**Direction:** Revise the stretch from the start of the records through the line containing "748 409 L 744", replacing "outline" with "contour" and leaving everything else unchanged. Return only those lines.

--- start of Input data ---

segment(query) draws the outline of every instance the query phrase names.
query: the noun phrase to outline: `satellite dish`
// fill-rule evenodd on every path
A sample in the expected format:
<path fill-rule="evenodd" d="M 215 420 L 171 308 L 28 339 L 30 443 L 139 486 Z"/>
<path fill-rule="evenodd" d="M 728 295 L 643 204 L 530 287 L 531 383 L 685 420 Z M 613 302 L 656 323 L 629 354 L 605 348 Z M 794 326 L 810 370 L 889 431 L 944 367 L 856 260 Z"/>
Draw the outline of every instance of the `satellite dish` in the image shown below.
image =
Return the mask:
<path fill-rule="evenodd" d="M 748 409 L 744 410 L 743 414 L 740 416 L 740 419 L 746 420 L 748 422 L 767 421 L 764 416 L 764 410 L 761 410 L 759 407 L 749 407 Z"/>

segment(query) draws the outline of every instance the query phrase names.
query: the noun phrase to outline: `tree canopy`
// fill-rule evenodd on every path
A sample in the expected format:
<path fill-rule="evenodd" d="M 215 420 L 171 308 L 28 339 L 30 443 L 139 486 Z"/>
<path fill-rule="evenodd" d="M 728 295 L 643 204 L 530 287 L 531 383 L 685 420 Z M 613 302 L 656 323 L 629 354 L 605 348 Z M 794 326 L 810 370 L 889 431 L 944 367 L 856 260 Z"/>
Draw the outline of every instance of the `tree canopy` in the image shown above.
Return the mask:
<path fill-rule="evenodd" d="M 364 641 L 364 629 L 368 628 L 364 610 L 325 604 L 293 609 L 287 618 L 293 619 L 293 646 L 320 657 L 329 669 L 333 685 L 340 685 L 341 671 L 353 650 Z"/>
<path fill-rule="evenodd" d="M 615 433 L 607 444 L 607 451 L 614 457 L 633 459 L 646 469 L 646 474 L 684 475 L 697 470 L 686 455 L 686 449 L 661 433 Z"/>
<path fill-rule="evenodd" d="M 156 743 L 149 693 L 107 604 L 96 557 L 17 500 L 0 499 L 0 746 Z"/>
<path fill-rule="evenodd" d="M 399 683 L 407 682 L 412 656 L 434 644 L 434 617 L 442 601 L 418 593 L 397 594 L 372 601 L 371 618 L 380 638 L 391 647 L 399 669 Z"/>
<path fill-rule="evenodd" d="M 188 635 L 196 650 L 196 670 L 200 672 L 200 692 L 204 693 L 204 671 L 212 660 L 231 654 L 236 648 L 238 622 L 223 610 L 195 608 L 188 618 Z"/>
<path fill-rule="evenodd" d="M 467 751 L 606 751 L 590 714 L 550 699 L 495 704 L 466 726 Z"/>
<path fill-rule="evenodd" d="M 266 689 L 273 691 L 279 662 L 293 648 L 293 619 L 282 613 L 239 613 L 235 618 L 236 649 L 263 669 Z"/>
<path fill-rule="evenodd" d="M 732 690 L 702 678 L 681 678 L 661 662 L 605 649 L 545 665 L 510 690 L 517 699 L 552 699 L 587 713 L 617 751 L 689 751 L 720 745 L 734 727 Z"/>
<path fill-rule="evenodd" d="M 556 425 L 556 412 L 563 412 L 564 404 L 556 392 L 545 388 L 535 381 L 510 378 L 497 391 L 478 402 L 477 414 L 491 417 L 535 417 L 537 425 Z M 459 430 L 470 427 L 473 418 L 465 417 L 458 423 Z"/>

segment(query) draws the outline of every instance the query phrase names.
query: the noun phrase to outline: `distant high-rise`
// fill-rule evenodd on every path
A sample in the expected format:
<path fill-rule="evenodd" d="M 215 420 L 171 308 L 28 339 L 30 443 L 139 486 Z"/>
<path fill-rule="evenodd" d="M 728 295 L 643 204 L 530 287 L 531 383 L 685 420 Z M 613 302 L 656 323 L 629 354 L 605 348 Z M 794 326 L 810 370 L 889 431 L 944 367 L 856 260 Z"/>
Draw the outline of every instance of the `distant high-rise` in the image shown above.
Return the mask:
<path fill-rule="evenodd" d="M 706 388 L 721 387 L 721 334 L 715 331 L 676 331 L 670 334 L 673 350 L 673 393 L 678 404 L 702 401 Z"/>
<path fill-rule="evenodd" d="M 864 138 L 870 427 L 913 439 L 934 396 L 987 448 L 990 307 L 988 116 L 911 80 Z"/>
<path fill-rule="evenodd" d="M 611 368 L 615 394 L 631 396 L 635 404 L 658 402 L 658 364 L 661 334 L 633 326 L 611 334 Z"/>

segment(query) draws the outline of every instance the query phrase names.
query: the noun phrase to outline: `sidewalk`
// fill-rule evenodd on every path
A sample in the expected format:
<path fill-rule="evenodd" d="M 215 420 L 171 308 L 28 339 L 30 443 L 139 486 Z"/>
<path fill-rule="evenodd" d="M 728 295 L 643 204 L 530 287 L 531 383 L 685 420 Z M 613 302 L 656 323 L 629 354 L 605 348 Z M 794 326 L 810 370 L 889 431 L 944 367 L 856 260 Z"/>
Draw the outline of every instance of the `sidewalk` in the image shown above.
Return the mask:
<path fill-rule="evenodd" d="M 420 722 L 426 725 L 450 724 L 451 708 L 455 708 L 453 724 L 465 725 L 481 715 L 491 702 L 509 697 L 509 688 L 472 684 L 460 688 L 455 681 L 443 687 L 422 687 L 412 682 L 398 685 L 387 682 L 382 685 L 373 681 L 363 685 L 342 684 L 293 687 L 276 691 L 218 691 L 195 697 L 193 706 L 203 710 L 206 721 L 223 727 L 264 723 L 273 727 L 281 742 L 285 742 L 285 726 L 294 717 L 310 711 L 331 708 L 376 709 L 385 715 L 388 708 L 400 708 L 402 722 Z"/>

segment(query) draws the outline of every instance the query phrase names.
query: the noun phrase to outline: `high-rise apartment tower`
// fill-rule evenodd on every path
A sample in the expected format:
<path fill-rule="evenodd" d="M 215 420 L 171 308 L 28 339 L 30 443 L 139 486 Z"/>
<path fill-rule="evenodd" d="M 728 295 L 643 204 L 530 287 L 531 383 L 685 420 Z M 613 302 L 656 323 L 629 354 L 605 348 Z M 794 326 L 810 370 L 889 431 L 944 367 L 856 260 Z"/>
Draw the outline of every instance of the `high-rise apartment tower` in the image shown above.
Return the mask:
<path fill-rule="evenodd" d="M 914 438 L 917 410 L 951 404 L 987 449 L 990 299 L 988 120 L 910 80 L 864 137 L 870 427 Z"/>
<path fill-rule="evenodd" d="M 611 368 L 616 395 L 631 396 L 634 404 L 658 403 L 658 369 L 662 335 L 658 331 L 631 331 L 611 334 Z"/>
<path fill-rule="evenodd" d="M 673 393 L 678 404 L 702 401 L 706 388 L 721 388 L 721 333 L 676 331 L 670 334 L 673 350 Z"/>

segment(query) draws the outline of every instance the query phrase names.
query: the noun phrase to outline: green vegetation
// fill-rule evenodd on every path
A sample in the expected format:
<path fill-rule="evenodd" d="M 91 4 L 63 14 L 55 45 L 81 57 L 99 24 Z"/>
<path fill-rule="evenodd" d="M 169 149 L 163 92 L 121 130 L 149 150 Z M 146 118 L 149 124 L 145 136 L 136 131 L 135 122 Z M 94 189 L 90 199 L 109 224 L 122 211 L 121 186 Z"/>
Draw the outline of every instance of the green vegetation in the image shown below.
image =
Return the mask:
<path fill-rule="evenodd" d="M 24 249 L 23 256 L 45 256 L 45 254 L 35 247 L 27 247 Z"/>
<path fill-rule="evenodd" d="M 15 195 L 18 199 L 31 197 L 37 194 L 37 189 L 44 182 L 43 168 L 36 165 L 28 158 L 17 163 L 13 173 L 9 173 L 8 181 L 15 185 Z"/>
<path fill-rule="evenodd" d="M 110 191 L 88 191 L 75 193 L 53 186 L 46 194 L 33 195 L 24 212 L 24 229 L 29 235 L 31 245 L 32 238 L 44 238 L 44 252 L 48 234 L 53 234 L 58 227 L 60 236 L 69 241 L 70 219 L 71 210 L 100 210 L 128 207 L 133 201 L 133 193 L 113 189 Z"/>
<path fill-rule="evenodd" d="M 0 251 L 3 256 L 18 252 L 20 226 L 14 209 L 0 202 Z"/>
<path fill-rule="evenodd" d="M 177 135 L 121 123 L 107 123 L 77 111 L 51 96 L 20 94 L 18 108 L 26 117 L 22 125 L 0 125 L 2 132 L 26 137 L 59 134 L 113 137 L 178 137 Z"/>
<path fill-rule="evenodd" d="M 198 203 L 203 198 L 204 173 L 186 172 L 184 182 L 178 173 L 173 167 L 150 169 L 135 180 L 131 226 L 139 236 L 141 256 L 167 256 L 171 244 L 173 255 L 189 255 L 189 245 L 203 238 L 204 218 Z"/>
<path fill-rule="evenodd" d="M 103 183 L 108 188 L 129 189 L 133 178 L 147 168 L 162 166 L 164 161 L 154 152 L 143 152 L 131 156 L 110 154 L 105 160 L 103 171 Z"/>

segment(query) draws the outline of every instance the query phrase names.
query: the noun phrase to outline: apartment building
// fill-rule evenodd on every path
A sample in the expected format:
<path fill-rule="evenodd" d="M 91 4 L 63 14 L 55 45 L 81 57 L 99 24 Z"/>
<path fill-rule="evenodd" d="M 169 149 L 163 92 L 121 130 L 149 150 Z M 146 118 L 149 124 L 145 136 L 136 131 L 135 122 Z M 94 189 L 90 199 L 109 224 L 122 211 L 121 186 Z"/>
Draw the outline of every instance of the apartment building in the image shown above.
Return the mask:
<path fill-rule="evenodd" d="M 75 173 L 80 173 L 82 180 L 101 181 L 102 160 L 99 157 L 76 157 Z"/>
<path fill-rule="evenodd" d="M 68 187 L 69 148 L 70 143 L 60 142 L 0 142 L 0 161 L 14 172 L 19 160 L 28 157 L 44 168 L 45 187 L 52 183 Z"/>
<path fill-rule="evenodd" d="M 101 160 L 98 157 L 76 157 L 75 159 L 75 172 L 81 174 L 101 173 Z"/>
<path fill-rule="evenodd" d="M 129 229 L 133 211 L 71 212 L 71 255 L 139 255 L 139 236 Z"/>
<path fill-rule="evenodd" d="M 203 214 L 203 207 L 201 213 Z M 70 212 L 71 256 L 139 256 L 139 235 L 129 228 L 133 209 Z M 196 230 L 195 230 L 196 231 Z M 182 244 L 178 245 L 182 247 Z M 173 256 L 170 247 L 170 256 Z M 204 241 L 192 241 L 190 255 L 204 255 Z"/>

--- end of Input data ---

**Exercise solution:**
segment(query) draws the contour of every instance the query phrase names.
query: the noun phrase to contour: `satellite dish`
// fill-rule evenodd on every path
A sample in the expected format:
<path fill-rule="evenodd" d="M 215 420 L 171 308 L 28 339 L 30 443 L 139 486 Z"/>
<path fill-rule="evenodd" d="M 728 295 L 643 204 L 530 287 L 531 383 L 685 420 Z M 613 302 L 656 323 L 629 354 L 605 348 Z M 794 326 L 810 370 L 889 431 L 944 367 L 856 260 Z"/>
Draw the contour of every instance of the `satellite dish` in the image shown below.
image =
Return the mask:
<path fill-rule="evenodd" d="M 748 409 L 744 410 L 743 414 L 740 416 L 740 419 L 746 420 L 748 422 L 767 421 L 764 416 L 764 410 L 761 410 L 759 407 L 749 407 Z"/>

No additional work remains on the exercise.